== SET PROBLEM ==
Without omitting anything, retype the data that follows.

Dataset excerpts on object pointing:
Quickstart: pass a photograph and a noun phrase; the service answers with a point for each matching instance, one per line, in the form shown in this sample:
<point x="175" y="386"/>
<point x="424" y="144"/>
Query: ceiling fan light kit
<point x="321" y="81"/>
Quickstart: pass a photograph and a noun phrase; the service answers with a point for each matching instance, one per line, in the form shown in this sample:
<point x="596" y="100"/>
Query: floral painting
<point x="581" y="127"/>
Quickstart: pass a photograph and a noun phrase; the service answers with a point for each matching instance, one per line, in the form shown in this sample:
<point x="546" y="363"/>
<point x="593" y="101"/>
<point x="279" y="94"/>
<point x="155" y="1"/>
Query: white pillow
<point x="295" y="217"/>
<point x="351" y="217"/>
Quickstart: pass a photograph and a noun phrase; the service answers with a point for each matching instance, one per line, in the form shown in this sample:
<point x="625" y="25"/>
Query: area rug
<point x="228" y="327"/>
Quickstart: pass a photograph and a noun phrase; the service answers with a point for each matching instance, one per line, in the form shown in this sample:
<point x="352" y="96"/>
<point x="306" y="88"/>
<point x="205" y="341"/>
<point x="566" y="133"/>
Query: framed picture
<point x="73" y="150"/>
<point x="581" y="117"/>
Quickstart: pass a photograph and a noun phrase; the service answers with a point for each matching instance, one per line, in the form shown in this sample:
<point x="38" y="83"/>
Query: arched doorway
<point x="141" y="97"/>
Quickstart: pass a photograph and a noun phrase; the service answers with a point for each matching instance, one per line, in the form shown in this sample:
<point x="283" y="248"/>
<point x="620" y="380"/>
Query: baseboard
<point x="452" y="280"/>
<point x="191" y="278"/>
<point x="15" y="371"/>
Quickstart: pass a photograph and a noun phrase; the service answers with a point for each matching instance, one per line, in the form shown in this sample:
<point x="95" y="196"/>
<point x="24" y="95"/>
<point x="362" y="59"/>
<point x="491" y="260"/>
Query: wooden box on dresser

== RESPONSE TO THIS EXERCISE ==
Quickstart: pass a photograph and a noun phrase; the service answers with a point for each matching instance, one per line, in the form shown in this sample:
<point x="175" y="386"/>
<point x="424" y="144"/>
Query: ceiling fan light kit
<point x="321" y="81"/>
Quickstart: pass a photograph and a noun phrase; the service answers with a point for each matching instance, one per line, in the form shown in this sample:
<point x="596" y="100"/>
Query: floral painting
<point x="581" y="127"/>
Quickstart: pass a photograph and a noun phrase; the service answers with a point for each matching instance, one per line, in the form shown in this sample:
<point x="546" y="363"/>
<point x="593" y="101"/>
<point x="279" y="94"/>
<point x="155" y="1"/>
Query: white pillow
<point x="295" y="217"/>
<point x="351" y="217"/>
Quickstart: pass a photograph and a noun phrase; the service answers with a point for each matching instance, one per line, in the form shown in this sample:
<point x="625" y="25"/>
Query: area rug
<point x="228" y="327"/>
Quickstart: pass a photograph and a noun phrase; the service answers with a point for each matching instance, one per line, in the form shown in this sample:
<point x="352" y="96"/>
<point x="306" y="88"/>
<point x="205" y="341"/>
<point x="566" y="133"/>
Query: framed picture
<point x="73" y="150"/>
<point x="581" y="117"/>
Quickstart: pass a photograph and a noun phrase; the service answers with a point for each matching instance, one per line, in the form shown in this sample:
<point x="38" y="83"/>
Query: arched doorway
<point x="141" y="97"/>
Quickstart: pass a photograph and a noun phrase; the service answers with a point for each matching instance, one per line, in the form shown in this sample:
<point x="283" y="248"/>
<point x="620" y="380"/>
Query: baseboard
<point x="452" y="280"/>
<point x="191" y="278"/>
<point x="15" y="371"/>
Quickstart: pass a photograph and a noun phrase; the service answers with a point for each matching instance, one per line, in the form shown in this sample:
<point x="95" y="196"/>
<point x="24" y="95"/>
<point x="362" y="59"/>
<point x="491" y="260"/>
Query: wooden box on dresser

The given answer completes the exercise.